Fragmento del texto

Pero huyamos de fútiles calenturas y, cual hoja caída en el otoño que ya va cuajando, dejémonos llevar quedamente por el aire, ese aire que, en la canción tradicional recogida por el gran folklorista extremeño, Manuel García Matos, en su “Magna Antología del Folklore Musical de España”, lleva así:
Aire que me lleva
el aire
Aire que el aire me lleva
Aire que me lleva el aire
Aire que el aire me lleva
Aire que me lleva al aire
El aire de mi morena
Aire que me lleva el aire
El aire de mi morena
Entre Sevilla y
Triana, aire
Cádiz y Guadalajara, aire.
(Si algún lector desea escuchar la letra completa y la música de esta ronda festiva, en este enlace puede acceder a la versión cantada y recogida en el pueblo cacereño de Madrigal de la Vera, cuna de nuestro querido amigo y gran periodista y poeta, Pedro Lahorascala: https://porverita.wordpress.com/el-aire-madrigal-de-la-vega/)
En otras versiones, territorialmente más lógicas -la lógica en el folklore siempre es relativa y muchas veces caprichosa-, ese aire que “me lleva” y que dice esta canción de ronda que tiene “mi morena”, no está entre la lejana Cádiz y Guadalajara, sino entre la cercana -aunque ahora inaccesible, excepto con salvoconducto, como en tiempos de guerra- Madrid y la capital alcarreña, que no manchega, se pongan algunos como se pongan. A la geografía no le puede enmendar la plana la política. ¿O es que después de lo de la memoria histórica, ahora se van a empeñar también en desarrollar una nueva memoria geográfica para extender la Mancha hasta la provincia de Guadalajara?

Comprueba tu comprensión
a: Enumera los lugares que se mencionan en la letra de la canción reproducida en el fragmento sobre la ronda del aire.
b: Escribe la continuación del fragmento sobre la ronda del aire a partir de su última oración.

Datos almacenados
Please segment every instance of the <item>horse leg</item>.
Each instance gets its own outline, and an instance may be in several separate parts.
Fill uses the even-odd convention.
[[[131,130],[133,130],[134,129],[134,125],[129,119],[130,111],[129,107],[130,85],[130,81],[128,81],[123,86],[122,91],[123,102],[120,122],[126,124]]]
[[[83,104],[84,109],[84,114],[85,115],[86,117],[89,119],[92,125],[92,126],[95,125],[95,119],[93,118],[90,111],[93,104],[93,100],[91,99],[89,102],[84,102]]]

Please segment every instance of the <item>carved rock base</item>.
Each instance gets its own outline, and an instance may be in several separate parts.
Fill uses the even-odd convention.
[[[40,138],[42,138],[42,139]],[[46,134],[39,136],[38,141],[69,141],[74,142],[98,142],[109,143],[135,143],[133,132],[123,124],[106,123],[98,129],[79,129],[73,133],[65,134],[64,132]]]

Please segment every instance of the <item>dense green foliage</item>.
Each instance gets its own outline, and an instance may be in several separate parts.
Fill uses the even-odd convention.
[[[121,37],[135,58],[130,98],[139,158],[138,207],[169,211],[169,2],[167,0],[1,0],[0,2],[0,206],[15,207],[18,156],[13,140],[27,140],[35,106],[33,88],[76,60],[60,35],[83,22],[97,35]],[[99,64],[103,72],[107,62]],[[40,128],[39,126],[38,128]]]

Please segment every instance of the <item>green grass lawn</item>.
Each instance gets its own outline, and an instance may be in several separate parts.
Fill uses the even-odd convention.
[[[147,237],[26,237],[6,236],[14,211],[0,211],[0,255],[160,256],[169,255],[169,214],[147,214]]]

Solucionario
a: Sevilla, Triana, Cádiz y Guadalajara.

b:
Efectivamente, como dice la canción, entre Cádiz o Madrid y Guadalajara, lo que hay es aire, también tierra y agua, pero fundamentalmente aire. Ni los límites municipales, ni los provinciales, ni tampoco los cada día más evidentes regionales -que más que límites, ahora ya son fronteras para muchas cosas- pueden detener, discriminar o segregar el aire, como ni siquiera lo pueden hacer las fronteras entre los países. Sófocles, el padre literario de Antígona y Edipo Rey, incluso redujo el hombre a aire y sombra. Por cierto, si Antígona se hizo presente, de alguna manera, en los momentos más duros de la primera ola de la pandemia cuando los velatorios y los entierros vieron limitadísima la presencia de acompañantes para evitar que fueran focos de transmisión del virus, confío en que los españoles no nos convirtamos en edipos y “matemos” al rey para casarnos con una república bolivariana o bananera, que tanto da. Algunos están poniéndose morados de tanto soplar para que eso ocurra.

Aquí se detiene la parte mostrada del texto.